[Records from a data collection]
★ ★ ★

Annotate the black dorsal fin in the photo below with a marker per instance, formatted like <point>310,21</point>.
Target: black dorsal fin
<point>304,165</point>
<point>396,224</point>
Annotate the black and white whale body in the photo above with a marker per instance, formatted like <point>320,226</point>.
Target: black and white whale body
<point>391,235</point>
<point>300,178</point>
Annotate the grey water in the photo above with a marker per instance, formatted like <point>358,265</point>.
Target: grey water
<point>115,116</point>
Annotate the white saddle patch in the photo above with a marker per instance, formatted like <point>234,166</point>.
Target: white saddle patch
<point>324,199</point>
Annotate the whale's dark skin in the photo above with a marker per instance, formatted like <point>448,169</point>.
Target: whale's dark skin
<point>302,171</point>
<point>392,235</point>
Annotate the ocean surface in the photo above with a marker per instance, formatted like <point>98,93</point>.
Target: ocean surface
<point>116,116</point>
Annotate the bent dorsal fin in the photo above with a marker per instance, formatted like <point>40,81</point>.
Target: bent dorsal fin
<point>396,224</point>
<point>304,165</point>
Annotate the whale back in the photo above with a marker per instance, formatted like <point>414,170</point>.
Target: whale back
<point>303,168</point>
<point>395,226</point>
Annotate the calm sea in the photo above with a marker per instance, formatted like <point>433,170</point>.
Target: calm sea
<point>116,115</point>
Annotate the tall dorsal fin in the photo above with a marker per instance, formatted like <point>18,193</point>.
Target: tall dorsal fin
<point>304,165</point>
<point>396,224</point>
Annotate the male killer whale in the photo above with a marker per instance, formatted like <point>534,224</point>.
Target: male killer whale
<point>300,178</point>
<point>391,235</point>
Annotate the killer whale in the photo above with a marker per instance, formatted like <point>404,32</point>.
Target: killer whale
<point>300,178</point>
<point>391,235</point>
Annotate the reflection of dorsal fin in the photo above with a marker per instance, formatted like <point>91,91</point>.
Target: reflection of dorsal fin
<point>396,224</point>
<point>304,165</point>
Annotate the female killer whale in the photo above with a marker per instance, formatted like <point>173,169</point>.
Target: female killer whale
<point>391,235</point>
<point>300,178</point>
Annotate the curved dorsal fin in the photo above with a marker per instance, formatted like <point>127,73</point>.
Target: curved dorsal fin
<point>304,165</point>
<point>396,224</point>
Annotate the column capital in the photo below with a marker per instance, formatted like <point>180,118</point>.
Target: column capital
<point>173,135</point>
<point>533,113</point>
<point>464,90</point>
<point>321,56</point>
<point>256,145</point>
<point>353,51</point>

★ ★ ★

### Exercise goal
Write out again the lines from the one containing "Annotate the tall" through the end of the records, switching "killer whale" to "orca" and keeping everything else unchanged.

### Solved problem
Annotate the tall dorsal fin in the photo above with a marker per instance, formatted like <point>18,193</point>.
Target: tall dorsal fin
<point>304,165</point>
<point>396,224</point>
Annotate the male orca in the photo above with a marker per instance, formatted like <point>534,224</point>.
Target: male orca
<point>300,178</point>
<point>391,235</point>
Annotate the orca in the photo above with a marker per instance, formatted like <point>404,32</point>.
Target: orca
<point>300,178</point>
<point>391,235</point>
Annotate the reflection of dorsal fin in the photo above with a marker per instance, formatted like <point>91,91</point>.
Target: reflection of dorsal fin
<point>396,224</point>
<point>304,165</point>
Annotate the female orca in the photo above with a marker per instance, formatted like <point>173,169</point>.
Target: female orca
<point>391,235</point>
<point>300,178</point>
Annotate the curved dorsal fin in the photo above with a marker per instance, formatted like <point>127,73</point>.
Target: curved dorsal fin
<point>304,165</point>
<point>396,224</point>
Annotate the column capital in the photo below with a marker per instance, formatted like <point>180,118</point>.
Target: column capital
<point>173,135</point>
<point>533,113</point>
<point>464,90</point>
<point>321,56</point>
<point>256,145</point>
<point>353,51</point>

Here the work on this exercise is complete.